Supplied material
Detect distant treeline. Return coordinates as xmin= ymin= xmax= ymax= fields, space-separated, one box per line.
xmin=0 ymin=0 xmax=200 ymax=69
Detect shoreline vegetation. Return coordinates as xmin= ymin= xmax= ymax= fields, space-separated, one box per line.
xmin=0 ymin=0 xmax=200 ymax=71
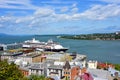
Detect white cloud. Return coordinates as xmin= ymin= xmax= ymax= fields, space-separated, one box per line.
xmin=34 ymin=8 xmax=54 ymax=17
xmin=61 ymin=7 xmax=69 ymax=12
xmin=72 ymin=3 xmax=77 ymax=7
xmin=100 ymin=0 xmax=120 ymax=4
xmin=0 ymin=0 xmax=38 ymax=9
xmin=0 ymin=24 xmax=3 ymax=27
xmin=71 ymin=7 xmax=78 ymax=13
xmin=76 ymin=4 xmax=120 ymax=20
xmin=0 ymin=4 xmax=120 ymax=27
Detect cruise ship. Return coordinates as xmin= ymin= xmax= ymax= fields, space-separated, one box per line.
xmin=22 ymin=38 xmax=68 ymax=52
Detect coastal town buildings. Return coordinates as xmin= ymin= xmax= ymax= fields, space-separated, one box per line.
xmin=87 ymin=60 xmax=97 ymax=69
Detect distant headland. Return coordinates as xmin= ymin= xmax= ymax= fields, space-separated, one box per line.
xmin=59 ymin=31 xmax=120 ymax=40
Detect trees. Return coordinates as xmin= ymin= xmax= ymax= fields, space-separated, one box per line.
xmin=0 ymin=60 xmax=23 ymax=80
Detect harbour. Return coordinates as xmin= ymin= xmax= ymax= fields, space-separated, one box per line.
xmin=0 ymin=35 xmax=120 ymax=64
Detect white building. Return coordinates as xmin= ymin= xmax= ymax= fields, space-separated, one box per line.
xmin=29 ymin=63 xmax=44 ymax=75
xmin=87 ymin=61 xmax=97 ymax=69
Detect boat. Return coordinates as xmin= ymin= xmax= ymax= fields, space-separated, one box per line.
xmin=23 ymin=38 xmax=68 ymax=52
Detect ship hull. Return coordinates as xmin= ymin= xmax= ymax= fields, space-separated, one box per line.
xmin=45 ymin=49 xmax=68 ymax=52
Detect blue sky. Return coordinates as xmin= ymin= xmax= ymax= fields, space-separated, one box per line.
xmin=0 ymin=0 xmax=120 ymax=35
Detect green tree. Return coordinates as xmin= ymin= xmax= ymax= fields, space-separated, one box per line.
xmin=0 ymin=60 xmax=23 ymax=80
xmin=29 ymin=75 xmax=47 ymax=80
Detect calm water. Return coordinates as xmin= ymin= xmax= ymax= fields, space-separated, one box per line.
xmin=0 ymin=36 xmax=120 ymax=64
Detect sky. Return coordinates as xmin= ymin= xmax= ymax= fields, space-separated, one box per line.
xmin=0 ymin=0 xmax=120 ymax=35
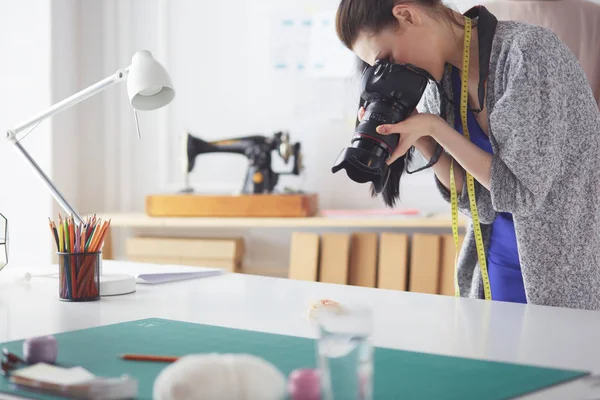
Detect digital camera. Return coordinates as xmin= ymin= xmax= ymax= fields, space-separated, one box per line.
xmin=332 ymin=60 xmax=430 ymax=194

Task
Collect every line of the rows above that contains the word "ship" and copy each one out in full.

Final answer
Detect cruise ship. Return coordinates as xmin= ymin= xmax= ymax= fields, space-separated, one box per line.
Detect ship hull. Return coordinates as xmin= ymin= xmax= ymax= fields, space-separated, one box per line.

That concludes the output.